RECORDS FOR THE TASK:
╭──

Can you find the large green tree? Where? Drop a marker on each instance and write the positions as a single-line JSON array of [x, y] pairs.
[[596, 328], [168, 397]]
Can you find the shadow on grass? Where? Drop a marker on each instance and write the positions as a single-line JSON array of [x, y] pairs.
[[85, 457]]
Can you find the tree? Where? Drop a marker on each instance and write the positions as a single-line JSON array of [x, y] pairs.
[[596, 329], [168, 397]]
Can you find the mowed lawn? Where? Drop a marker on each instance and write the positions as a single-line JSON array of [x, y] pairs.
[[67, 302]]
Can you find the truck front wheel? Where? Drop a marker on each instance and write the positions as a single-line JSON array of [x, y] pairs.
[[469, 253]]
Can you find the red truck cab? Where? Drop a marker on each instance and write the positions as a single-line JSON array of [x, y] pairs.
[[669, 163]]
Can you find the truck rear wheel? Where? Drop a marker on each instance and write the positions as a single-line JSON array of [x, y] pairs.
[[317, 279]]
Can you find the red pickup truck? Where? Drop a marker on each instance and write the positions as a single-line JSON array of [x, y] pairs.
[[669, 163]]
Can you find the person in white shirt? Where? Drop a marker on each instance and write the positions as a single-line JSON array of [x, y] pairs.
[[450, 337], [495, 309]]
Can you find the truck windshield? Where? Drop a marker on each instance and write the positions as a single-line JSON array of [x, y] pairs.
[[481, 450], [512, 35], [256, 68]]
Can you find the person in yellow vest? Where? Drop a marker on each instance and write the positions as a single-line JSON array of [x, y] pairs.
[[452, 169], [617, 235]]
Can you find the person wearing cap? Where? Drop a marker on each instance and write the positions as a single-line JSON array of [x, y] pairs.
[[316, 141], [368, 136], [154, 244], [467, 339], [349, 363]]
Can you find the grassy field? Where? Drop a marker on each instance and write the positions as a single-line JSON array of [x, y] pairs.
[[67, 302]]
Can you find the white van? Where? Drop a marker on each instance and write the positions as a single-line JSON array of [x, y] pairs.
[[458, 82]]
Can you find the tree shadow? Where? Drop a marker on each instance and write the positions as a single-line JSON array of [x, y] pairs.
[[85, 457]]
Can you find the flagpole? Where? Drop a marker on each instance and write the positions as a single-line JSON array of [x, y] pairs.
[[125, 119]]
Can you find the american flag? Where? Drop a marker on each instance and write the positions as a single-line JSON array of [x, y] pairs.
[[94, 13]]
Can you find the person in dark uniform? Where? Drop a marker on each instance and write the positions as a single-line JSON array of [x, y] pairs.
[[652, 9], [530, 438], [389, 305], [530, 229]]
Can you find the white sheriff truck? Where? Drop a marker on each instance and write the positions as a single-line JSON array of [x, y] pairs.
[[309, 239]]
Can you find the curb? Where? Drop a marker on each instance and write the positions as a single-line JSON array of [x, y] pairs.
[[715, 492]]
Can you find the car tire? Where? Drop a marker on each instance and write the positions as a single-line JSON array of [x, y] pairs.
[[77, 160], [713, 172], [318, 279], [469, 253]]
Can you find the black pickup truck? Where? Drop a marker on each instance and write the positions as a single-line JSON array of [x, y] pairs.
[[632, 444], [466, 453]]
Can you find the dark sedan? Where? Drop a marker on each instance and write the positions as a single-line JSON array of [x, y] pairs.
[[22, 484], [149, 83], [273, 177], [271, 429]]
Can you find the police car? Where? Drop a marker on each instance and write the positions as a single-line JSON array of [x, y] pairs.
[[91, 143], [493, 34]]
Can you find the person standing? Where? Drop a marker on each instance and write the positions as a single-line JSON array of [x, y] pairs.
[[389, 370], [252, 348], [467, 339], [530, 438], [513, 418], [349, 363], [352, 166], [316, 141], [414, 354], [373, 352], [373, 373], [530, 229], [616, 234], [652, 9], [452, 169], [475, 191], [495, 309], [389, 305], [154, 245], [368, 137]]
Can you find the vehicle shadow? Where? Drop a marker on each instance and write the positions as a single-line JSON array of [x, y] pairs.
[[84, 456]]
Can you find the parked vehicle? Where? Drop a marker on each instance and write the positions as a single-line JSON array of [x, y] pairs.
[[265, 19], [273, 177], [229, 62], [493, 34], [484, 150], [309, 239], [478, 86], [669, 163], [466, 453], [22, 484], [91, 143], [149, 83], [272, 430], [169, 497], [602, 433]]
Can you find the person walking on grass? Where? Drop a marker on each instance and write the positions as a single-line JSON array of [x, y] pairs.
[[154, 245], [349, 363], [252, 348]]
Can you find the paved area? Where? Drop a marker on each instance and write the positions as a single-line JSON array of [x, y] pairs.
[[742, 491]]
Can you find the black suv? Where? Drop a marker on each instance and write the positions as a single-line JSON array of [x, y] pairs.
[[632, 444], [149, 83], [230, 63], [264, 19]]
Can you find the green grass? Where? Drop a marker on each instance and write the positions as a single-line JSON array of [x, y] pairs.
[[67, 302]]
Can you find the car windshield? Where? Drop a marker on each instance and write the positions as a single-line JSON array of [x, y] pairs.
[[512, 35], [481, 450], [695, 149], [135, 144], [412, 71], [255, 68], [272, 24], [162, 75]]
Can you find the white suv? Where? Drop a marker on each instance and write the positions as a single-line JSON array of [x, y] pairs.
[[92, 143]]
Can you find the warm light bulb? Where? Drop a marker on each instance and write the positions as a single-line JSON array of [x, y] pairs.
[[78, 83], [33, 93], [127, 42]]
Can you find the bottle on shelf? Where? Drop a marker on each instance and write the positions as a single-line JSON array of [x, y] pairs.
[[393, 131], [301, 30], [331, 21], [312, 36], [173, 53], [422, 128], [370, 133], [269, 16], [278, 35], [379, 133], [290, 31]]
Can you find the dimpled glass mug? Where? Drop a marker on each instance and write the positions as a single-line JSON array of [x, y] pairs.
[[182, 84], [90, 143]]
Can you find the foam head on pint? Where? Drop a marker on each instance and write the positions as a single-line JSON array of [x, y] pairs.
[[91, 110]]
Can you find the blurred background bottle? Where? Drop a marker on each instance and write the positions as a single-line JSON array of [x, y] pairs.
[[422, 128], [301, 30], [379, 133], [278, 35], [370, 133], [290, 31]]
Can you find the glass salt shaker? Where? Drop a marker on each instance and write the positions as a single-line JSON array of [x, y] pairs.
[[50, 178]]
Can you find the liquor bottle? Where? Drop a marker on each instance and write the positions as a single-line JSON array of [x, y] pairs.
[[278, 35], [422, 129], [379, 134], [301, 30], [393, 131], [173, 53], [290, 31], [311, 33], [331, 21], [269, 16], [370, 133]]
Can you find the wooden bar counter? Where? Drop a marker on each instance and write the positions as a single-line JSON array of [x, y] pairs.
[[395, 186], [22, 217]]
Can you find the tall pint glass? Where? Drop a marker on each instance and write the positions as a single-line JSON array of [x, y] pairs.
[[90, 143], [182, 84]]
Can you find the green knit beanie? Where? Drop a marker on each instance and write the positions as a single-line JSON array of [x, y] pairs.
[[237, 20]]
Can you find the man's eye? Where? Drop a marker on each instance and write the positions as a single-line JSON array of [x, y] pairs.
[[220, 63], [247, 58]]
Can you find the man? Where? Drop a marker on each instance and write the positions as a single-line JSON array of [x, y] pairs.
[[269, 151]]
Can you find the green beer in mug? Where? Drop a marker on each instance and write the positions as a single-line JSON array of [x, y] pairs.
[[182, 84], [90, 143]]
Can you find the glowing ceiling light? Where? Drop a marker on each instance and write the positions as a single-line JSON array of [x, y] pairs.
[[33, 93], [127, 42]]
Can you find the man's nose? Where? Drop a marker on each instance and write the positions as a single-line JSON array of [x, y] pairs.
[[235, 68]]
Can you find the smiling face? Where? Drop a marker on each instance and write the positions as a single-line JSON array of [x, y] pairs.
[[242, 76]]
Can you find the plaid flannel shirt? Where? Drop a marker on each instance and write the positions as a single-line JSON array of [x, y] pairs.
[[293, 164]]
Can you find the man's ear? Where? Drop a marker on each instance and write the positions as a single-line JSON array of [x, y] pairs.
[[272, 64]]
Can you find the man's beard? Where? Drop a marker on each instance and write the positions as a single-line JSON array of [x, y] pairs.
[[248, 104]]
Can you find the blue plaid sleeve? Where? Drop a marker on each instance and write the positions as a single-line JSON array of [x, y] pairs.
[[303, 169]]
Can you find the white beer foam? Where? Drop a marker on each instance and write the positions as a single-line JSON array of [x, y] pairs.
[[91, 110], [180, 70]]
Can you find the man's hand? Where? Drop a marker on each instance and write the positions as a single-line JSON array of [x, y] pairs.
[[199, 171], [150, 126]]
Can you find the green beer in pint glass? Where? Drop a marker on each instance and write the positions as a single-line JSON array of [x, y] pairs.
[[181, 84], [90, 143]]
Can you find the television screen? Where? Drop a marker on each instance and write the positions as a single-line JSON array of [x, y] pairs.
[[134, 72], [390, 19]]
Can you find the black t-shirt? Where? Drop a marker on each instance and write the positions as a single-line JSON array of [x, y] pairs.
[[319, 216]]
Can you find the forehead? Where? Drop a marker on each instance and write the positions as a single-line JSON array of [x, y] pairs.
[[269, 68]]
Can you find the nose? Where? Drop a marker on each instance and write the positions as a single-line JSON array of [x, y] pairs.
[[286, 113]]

╰──

SET EXERCISE:
Return precisely the lines of the records, starting with the line that holds "Can you find the blue" and ending with the last one.

SOLUTION:
Can you find the blue plaid sleeve? Where? Drop a marker on each instance and write the positions as a single-line JSON array of [x, y] pairs.
[[303, 169]]
Can you find the white beer foam? Where? Drop a marker on each instance and write the positions as a single-line JSON array of [x, y] pairs.
[[91, 110], [180, 70]]
Can you find the man's hand? Where? Drop a marker on each instance and write the positions as a single-line JSON array of [x, y] pairs.
[[199, 171], [150, 126]]
Can you find the green beer in pint glass? Where? Drop a marker on each instance and write the positions as a single-line JSON array of [x, y] pairs.
[[181, 84], [90, 143]]
Can you find the television screen? Where? Drop a marker on each instance and write the positions as a single-line JSON array of [x, y] pairs.
[[134, 72], [390, 19]]
Can you find the black t-shirt? Where? Drop a marker on each instance and write the positions as a single-line JSON array of [x, y] pairs.
[[319, 216]]
Can you find the forehead? Where? Drop a marker on each instance and write the positions as a single-line JSON array of [x, y] pairs.
[[269, 68]]
Can you find the nose? Where? Drop a marker on each instance and write the positions as a single-line JSON array of [x, y] pairs.
[[286, 113]]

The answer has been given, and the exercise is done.